(Point labeling dataset excerpts)
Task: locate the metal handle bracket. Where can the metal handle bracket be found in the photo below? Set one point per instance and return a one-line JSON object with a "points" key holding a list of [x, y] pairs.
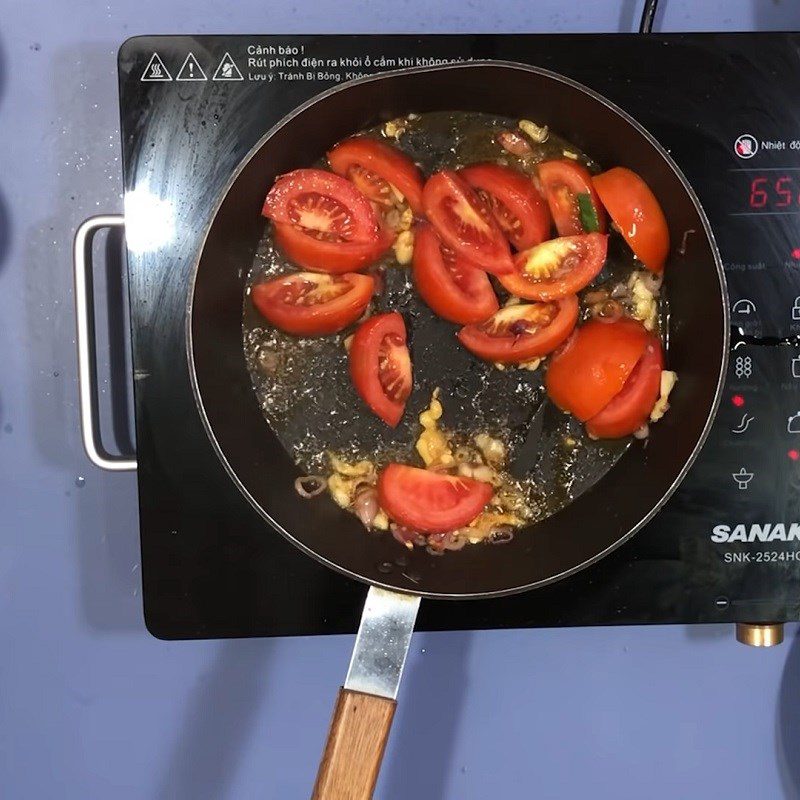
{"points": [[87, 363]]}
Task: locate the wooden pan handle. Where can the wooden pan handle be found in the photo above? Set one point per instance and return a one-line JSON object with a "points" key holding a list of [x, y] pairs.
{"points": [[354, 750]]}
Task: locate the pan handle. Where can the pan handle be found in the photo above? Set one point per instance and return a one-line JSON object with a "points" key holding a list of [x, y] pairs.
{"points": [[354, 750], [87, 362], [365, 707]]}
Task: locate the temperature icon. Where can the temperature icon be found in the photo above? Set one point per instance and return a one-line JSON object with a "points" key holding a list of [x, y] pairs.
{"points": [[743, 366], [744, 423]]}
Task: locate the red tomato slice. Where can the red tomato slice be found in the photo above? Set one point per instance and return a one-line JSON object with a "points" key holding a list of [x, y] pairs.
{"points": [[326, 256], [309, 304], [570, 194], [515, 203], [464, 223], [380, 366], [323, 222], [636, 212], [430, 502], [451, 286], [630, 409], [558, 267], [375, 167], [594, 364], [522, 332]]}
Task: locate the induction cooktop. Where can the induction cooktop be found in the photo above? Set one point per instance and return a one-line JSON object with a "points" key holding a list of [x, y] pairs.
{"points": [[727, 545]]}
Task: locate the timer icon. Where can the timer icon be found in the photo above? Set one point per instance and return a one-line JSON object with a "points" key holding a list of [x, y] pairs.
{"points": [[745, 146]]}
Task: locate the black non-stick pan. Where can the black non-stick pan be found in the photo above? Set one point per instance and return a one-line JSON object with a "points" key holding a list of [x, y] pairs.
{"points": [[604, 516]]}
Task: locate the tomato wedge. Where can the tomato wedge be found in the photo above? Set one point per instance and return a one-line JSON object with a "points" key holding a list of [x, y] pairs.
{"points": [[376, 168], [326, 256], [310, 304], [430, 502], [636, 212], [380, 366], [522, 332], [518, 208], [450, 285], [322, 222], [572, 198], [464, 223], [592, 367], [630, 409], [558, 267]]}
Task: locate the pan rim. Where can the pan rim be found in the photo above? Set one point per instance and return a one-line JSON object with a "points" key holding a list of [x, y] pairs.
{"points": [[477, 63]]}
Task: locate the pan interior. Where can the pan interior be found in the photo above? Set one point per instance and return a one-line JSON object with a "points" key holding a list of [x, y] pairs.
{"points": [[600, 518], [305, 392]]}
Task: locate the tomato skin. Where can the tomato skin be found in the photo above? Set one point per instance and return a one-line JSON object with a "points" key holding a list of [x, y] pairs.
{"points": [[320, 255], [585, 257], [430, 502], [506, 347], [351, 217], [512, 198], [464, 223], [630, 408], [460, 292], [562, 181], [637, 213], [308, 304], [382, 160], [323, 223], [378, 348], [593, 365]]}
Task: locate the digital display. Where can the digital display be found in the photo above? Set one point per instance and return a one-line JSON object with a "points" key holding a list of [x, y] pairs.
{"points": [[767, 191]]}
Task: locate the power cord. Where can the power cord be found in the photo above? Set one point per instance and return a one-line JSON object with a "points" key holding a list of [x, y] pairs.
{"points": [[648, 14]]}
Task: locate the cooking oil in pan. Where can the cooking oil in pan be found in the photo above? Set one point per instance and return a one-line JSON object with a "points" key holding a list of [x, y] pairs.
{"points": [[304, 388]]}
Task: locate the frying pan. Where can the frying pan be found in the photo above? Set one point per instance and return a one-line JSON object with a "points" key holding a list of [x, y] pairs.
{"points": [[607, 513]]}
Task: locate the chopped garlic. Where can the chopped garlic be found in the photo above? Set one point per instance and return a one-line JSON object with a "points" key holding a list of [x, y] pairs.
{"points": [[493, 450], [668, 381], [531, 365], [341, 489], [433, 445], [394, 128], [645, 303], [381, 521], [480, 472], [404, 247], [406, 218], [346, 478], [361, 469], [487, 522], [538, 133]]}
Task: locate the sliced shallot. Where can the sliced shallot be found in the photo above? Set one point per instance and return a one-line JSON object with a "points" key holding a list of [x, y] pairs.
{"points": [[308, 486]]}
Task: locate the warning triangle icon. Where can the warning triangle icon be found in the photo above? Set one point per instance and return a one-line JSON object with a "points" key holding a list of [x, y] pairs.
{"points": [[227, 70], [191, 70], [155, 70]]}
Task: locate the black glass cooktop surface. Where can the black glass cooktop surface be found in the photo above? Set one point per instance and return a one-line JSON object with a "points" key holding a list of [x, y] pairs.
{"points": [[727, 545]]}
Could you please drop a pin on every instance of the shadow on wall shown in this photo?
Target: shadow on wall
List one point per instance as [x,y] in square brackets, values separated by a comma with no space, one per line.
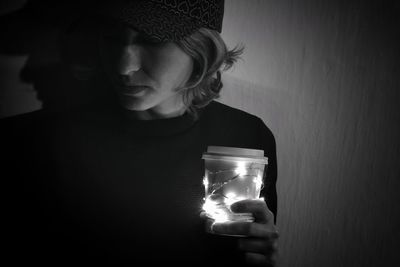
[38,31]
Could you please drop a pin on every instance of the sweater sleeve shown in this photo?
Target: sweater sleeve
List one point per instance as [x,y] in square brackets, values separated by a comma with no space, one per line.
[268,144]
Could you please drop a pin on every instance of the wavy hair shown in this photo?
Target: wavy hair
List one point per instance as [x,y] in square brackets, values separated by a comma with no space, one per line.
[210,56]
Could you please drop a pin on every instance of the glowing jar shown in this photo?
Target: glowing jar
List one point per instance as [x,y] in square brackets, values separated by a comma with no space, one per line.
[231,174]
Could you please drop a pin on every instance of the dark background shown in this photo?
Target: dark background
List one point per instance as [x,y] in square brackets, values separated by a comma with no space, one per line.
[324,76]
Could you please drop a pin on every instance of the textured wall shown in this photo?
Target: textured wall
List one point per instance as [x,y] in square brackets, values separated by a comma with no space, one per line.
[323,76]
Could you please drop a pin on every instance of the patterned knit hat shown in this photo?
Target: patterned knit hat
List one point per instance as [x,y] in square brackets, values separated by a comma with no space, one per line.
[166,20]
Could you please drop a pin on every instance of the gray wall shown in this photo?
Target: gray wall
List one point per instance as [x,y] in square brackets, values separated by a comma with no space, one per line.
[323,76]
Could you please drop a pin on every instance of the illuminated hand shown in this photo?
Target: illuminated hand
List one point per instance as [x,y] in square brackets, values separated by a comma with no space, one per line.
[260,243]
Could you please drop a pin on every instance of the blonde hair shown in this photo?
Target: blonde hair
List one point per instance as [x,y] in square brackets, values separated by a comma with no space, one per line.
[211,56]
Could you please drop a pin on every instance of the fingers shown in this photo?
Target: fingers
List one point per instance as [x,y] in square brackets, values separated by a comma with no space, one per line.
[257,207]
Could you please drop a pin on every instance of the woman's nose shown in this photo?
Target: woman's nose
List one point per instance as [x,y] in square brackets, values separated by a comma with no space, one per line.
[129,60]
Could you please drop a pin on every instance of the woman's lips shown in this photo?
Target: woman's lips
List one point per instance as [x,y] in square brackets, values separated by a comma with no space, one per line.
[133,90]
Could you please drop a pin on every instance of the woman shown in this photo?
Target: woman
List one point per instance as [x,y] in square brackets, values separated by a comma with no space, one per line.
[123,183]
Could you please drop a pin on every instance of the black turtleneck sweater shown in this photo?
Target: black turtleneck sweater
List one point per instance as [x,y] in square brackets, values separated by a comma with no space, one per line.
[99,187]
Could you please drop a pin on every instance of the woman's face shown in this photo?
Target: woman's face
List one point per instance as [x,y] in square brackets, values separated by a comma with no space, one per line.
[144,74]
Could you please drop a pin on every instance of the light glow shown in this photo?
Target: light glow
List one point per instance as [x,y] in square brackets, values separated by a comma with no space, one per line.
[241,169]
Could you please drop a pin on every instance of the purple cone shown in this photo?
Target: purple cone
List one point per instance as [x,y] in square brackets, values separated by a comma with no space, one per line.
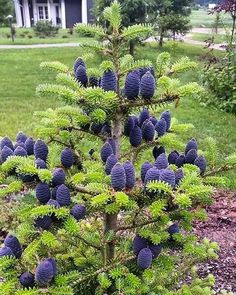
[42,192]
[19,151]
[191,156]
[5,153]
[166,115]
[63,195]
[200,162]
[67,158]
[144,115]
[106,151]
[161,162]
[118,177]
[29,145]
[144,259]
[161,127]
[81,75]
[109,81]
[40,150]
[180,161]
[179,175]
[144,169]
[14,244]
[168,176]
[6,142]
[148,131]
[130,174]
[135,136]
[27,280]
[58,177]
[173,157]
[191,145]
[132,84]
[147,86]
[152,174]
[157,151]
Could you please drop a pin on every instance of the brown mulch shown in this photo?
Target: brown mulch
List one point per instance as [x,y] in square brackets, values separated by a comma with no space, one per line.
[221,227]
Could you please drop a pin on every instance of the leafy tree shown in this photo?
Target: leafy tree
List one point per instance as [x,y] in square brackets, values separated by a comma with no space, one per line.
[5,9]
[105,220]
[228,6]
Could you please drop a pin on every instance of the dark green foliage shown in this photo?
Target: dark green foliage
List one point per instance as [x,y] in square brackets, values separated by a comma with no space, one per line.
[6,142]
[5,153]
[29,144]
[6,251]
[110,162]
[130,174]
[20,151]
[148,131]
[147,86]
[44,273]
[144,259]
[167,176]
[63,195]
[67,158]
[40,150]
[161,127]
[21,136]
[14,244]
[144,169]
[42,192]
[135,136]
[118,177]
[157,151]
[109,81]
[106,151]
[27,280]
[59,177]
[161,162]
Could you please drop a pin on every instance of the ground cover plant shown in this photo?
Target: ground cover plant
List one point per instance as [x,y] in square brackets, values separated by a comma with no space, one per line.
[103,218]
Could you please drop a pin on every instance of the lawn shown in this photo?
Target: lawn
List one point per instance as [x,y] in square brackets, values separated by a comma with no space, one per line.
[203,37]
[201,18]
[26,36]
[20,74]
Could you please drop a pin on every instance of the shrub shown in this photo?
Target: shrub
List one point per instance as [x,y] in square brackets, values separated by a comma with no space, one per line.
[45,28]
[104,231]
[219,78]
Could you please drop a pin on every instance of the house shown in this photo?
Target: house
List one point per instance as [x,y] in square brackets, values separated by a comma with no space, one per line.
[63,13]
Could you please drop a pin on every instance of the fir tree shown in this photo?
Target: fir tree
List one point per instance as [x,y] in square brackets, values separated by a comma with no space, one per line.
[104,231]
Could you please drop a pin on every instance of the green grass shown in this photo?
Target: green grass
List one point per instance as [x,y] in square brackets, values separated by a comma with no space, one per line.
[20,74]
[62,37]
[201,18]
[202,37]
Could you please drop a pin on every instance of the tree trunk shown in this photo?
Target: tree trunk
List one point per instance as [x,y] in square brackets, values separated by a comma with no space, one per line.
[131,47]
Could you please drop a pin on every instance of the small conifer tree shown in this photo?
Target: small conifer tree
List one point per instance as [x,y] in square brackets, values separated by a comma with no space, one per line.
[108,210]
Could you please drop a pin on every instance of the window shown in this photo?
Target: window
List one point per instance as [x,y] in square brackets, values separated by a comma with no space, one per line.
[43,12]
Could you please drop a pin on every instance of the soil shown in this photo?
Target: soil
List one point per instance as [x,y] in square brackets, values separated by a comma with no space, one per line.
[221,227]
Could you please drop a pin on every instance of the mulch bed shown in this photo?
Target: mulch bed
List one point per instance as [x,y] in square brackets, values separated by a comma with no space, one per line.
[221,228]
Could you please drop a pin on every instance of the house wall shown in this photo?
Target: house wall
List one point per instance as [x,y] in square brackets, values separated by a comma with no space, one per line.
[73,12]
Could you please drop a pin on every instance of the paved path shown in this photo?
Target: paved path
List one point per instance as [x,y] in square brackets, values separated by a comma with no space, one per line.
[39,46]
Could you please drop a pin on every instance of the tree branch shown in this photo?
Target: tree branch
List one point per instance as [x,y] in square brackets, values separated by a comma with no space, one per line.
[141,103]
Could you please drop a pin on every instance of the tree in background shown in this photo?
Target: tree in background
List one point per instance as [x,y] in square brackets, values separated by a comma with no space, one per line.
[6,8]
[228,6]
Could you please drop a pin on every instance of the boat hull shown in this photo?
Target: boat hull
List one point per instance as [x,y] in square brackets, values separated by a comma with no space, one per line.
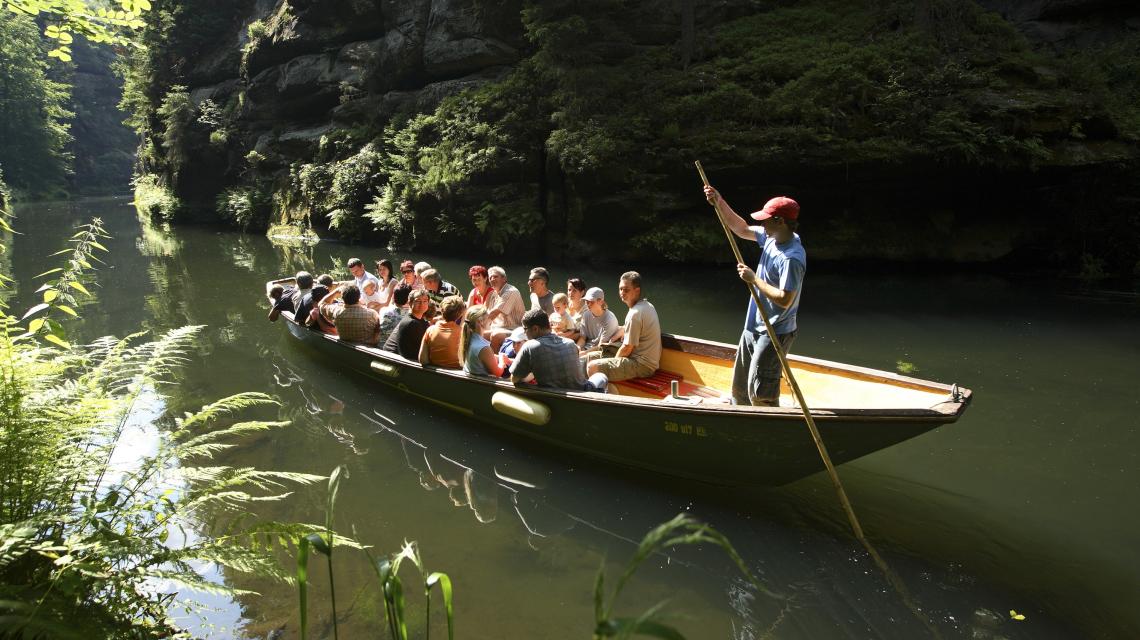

*SET EXERCISE*. Scale the stretch from the line containing "house wall shown in this photo?" through the end of the lines by giving every line again, requests included, with each coordinate in the answers multiplied by 2 and rounded to a whole number, halves rounded up. Leave the pictures out of your answer.

*FINISHED TASK*.
Could you please drop a pin on every instance of the house wall shown in this photo?
Target: house wall
List one point per instance as [x,y] in square brackets, values separated by a comma with no space, one per line.
[146,24]
Could you please drop a pin on every instance of the paved path shown in this photo?
Target: paved path
List one point per instance as [x,y] in square brackets, values separated by a comma with no space, one per line.
[78,92]
Could you please drop a pin on every instance of the tree branch shown in this photo?
Target: tree branch
List one point per instance as [x,y] in square brackets, values separated by a comma with no space, one per line.
[282,206]
Could you please drop a pin on every instance of the tree in background shown in this photo?
Target: tree in background
List one point per instance as [x,y] in square brackets, values separated by a comma with no space, one per line.
[12,16]
[456,12]
Could you please drop a pin on every instance of the boat hull shown in this photo?
Target: boat hull
List one point per instance as [x,y] in square brackets, values separated by a comma with no space, one per line.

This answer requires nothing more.